* start *
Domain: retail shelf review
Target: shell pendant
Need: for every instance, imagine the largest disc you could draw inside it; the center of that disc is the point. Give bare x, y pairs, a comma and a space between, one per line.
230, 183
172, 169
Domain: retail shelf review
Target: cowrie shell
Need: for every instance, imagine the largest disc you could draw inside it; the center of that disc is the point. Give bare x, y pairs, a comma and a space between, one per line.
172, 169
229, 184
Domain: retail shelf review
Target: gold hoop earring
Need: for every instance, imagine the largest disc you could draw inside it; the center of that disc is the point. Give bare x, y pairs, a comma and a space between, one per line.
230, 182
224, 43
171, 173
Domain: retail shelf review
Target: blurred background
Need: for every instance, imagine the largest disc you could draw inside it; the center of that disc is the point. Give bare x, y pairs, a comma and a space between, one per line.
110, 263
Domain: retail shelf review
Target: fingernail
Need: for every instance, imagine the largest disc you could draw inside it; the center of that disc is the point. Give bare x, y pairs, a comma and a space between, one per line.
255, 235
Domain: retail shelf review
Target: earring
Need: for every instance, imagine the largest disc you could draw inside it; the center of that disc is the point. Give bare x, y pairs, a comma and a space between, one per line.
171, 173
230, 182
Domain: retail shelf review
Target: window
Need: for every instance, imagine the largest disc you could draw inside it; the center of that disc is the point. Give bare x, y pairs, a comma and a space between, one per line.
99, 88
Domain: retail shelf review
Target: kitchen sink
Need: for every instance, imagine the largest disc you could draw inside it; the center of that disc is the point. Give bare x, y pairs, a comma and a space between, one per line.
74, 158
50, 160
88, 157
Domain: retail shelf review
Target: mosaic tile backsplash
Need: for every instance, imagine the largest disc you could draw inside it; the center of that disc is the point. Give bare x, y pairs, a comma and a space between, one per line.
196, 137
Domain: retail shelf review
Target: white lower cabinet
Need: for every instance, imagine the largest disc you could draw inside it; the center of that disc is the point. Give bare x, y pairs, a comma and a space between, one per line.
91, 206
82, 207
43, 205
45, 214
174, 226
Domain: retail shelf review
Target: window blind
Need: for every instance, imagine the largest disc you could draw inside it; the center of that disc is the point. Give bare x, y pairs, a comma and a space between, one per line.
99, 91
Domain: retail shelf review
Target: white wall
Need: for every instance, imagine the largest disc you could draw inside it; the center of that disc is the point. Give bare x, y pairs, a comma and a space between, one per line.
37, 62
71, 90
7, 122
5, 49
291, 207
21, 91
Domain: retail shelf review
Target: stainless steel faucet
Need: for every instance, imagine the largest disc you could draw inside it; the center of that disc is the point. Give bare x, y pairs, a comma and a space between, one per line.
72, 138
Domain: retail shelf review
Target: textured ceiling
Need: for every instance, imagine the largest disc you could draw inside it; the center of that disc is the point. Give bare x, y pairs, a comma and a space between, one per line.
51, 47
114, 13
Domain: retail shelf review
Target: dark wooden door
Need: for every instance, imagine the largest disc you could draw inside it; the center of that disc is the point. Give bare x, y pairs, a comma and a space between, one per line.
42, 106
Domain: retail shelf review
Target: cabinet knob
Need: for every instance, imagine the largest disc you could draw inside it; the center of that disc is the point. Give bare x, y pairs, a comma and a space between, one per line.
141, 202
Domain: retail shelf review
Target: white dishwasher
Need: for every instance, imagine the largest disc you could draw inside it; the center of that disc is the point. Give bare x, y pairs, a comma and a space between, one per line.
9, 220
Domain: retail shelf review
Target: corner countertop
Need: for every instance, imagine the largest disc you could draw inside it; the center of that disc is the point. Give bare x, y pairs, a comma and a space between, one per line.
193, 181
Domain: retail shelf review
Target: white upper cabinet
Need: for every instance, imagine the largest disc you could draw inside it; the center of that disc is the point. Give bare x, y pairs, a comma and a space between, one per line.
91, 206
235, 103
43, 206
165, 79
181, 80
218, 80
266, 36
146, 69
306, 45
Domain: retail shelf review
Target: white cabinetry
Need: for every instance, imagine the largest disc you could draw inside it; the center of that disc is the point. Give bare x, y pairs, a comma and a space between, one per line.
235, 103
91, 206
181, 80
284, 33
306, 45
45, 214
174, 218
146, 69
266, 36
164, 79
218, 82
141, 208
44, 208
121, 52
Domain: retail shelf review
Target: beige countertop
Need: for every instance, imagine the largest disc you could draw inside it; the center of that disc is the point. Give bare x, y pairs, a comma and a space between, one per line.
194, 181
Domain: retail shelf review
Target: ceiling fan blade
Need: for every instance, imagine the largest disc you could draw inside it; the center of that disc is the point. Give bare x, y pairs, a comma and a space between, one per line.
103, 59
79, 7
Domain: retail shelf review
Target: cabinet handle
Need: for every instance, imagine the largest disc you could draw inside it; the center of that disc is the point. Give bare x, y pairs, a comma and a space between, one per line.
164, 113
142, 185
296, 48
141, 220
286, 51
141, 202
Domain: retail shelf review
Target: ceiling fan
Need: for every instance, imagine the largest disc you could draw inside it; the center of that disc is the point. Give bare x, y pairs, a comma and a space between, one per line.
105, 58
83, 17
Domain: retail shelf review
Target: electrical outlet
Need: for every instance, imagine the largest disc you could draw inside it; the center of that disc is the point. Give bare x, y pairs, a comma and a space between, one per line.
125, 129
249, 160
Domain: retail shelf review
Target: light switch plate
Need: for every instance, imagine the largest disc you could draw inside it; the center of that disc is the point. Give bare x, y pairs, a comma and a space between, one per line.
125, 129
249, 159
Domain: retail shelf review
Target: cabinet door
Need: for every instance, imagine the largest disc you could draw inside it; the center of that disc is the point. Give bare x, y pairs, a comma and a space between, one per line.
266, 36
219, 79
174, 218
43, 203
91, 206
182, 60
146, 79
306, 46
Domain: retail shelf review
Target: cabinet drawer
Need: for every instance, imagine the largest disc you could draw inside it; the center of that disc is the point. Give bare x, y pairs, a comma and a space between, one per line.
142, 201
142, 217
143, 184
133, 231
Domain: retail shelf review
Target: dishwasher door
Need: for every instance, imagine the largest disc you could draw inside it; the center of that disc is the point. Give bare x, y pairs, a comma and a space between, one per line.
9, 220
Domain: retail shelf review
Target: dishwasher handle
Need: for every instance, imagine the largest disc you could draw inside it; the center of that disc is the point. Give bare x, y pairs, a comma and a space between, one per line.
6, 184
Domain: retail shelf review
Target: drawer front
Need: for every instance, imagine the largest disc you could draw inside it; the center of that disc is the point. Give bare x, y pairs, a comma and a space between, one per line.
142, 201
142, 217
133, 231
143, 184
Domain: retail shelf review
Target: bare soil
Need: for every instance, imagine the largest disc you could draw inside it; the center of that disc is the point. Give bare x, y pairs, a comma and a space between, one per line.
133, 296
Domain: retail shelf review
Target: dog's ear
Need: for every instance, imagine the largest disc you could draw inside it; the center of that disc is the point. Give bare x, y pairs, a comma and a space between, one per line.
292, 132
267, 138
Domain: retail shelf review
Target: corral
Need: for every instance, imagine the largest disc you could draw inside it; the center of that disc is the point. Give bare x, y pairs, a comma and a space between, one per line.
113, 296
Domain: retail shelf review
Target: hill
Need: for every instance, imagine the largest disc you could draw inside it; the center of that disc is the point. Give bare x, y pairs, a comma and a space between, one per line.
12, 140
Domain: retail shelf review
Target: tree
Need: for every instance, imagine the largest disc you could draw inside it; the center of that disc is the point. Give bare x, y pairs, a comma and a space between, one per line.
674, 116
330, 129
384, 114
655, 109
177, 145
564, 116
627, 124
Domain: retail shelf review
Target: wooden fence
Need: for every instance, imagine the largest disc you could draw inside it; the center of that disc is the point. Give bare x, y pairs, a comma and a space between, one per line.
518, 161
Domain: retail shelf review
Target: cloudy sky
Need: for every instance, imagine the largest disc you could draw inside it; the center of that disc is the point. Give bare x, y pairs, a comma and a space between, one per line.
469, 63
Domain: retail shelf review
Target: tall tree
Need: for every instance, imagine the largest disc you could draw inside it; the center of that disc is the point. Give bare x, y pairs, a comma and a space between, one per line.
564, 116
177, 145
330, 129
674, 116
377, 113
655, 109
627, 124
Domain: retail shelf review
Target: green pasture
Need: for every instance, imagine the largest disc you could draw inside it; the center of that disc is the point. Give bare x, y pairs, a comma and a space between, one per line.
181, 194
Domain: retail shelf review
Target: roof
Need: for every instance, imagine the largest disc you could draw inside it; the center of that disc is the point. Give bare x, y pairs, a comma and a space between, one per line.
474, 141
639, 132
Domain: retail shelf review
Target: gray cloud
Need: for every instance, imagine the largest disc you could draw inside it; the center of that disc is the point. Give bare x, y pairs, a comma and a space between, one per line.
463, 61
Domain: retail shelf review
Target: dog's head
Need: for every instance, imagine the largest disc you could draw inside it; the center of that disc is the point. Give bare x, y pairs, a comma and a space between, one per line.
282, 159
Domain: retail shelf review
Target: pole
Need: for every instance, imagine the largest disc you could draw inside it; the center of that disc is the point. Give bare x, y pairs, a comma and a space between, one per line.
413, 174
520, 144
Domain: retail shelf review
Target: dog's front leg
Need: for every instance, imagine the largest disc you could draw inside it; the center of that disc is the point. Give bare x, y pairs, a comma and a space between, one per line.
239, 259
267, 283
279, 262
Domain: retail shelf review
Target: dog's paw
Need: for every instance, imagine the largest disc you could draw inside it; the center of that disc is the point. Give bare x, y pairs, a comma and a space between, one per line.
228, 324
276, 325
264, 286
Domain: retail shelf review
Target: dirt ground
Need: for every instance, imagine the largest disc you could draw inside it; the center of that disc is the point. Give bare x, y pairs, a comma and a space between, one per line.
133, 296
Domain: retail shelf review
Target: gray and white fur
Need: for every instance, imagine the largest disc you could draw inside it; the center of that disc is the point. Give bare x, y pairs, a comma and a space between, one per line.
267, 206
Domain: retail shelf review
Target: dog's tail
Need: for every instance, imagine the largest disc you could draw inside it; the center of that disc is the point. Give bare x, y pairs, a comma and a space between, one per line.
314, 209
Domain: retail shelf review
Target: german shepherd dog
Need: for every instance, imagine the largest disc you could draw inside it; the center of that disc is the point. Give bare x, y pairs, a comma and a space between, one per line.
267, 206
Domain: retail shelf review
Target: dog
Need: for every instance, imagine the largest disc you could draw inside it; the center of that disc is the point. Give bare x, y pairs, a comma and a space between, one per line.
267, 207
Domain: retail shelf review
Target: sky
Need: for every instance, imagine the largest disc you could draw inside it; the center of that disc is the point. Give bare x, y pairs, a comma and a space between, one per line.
* end *
Given problem =
Show each line from the entries above that contains the word "ceiling", copied in full and unchanged.

The solution =
Target: textured ceiling
Target: ceiling fan blade
Target: ceiling fan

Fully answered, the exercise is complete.